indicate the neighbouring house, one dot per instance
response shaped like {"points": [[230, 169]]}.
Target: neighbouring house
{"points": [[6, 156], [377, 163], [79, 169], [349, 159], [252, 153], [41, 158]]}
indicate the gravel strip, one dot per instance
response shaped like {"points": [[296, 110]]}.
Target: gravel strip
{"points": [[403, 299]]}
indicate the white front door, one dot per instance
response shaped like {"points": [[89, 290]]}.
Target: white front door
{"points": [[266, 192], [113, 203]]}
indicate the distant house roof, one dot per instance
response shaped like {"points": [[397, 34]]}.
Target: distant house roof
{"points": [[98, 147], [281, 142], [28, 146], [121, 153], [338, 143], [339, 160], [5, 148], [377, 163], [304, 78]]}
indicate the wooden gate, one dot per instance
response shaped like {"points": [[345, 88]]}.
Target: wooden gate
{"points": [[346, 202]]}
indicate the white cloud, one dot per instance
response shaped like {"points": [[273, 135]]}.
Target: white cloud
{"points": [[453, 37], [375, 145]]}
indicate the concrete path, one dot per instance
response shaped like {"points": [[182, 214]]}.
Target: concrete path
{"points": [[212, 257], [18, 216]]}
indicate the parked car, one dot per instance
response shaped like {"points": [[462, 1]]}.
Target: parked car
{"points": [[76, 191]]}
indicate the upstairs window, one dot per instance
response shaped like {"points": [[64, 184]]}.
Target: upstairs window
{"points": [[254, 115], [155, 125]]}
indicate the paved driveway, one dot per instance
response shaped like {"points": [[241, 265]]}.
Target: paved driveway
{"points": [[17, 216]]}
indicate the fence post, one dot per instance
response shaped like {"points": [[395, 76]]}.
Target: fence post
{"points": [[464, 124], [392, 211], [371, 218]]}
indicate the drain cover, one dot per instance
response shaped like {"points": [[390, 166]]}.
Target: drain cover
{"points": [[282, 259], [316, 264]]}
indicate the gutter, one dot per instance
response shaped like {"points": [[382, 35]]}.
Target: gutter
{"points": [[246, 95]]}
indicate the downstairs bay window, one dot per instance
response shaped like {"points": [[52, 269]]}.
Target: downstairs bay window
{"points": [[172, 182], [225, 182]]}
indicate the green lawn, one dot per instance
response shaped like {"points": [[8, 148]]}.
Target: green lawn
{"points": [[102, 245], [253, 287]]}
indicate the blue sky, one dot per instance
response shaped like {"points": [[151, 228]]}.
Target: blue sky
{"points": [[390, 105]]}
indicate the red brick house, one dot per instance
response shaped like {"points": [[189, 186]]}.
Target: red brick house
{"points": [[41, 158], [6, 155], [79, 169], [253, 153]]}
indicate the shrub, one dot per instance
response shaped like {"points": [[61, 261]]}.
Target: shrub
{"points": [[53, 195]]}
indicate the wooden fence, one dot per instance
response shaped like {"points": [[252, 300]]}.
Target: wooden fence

> _WHAT TO DO_: Lay out every line of the listing above as a Markdown table with the columns Row and Line, numbering each row and leaving out blank lines.

> _TASK RESULT_:
| Row | Line |
|---|---|
| 1 | indicate the neighbouring house, one dot per instance |
| 2 | response shaped like {"points": [[230, 169]]}. |
| 3 | Target: neighbouring house |
| 4 | {"points": [[6, 156], [377, 163], [79, 169], [349, 159], [252, 153], [41, 158]]} |
| 5 | indicate the gravel strip, one dot per instance |
| 6 | response shaped like {"points": [[296, 110]]}. |
| 7 | Target: gravel strip |
| 8 | {"points": [[403, 299]]} |
| 9 | indicate the white front door, one dot per instance |
| 10 | response shaped like {"points": [[89, 290]]}. |
| 11 | Target: white front door |
| 12 | {"points": [[266, 192], [113, 203]]} |
| 13 | indicate the distant house roof, one dot per instance |
| 14 | response shaped like {"points": [[397, 34]]}. |
| 15 | Target: distant house roof |
| 16 | {"points": [[98, 147], [281, 142], [28, 146], [121, 153], [338, 143], [339, 160], [5, 148], [377, 163], [304, 78]]} |
| 17 | indicate the wooden gate, one dot per instance |
| 18 | response shaped like {"points": [[345, 88]]}. |
| 19 | Target: wooden gate |
| 20 | {"points": [[346, 202]]} |
| 21 | indicate the white cloud, one dot per instance |
| 22 | response shaped like {"points": [[273, 135]]}. |
| 23 | Target: white cloud |
| 24 | {"points": [[453, 37], [375, 145]]} |
| 25 | indicate the concrete path, one dot per instance |
| 26 | response shaped like {"points": [[182, 214]]}. |
| 27 | Target: concrete path |
| 28 | {"points": [[212, 257], [18, 216]]} |
| 29 | indicate the parked car, one dot per instance |
| 30 | response shaped like {"points": [[462, 1]]}. |
| 31 | Target: parked car |
| 32 | {"points": [[76, 191]]} |
| 33 | indicate the upstairs window, one dot per instance |
| 34 | response shaped like {"points": [[64, 184]]}. |
| 35 | Target: upstairs window |
| 36 | {"points": [[254, 115], [155, 125]]} |
| 37 | indicate the paved driveway, one dot per instance |
| 38 | response shaped like {"points": [[241, 265]]}. |
| 39 | Target: paved driveway |
| 40 | {"points": [[17, 216]]} |
| 41 | indicate the fence post, one dot per instance |
| 42 | response shaped like {"points": [[395, 76]]}. |
| 43 | Target: fence post |
| 44 | {"points": [[464, 124], [392, 211], [371, 218]]} |
| 45 | indicate the drain cover, one dot per instance |
| 46 | response shaped like {"points": [[390, 166]]}. |
| 47 | Target: drain cover |
| 48 | {"points": [[282, 259], [316, 264]]} |
| 49 | indicate the gutter, one dot per instance |
| 50 | response shaped like {"points": [[382, 35]]}. |
| 51 | Target: gutter |
| 52 | {"points": [[246, 95]]} |
| 53 | indicate the downstairs bay window, one dot per instance |
| 54 | response shaped like {"points": [[52, 269]]}. |
| 55 | Target: downstairs bay window |
| 56 | {"points": [[172, 182], [225, 182]]} |
| 57 | indicate the green lawn, one dot per instance |
| 58 | response shaped like {"points": [[8, 148]]}. |
| 59 | Target: green lawn |
| 60 | {"points": [[102, 245], [253, 287]]} |
| 61 | indicate the blue sky, one dot per instance |
| 62 | response shaped like {"points": [[151, 228]]}. |
| 63 | Target: blue sky |
| 64 | {"points": [[390, 105]]} |
| 65 | indicate the red brick house, one dot per instance |
| 66 | response shaped like {"points": [[189, 186]]}. |
| 67 | Target: red brick house |
| 68 | {"points": [[41, 158], [6, 155], [79, 169], [253, 153]]} |
| 69 | indicate the shrub, one dot per instance |
| 70 | response shaped like {"points": [[61, 261]]}. |
| 71 | Target: shrub |
| 72 | {"points": [[53, 195]]} |
| 73 | indicate the wooden fence, one dot per instance |
| 74 | response shaped like {"points": [[252, 300]]}. |
| 75 | Target: wooden fence |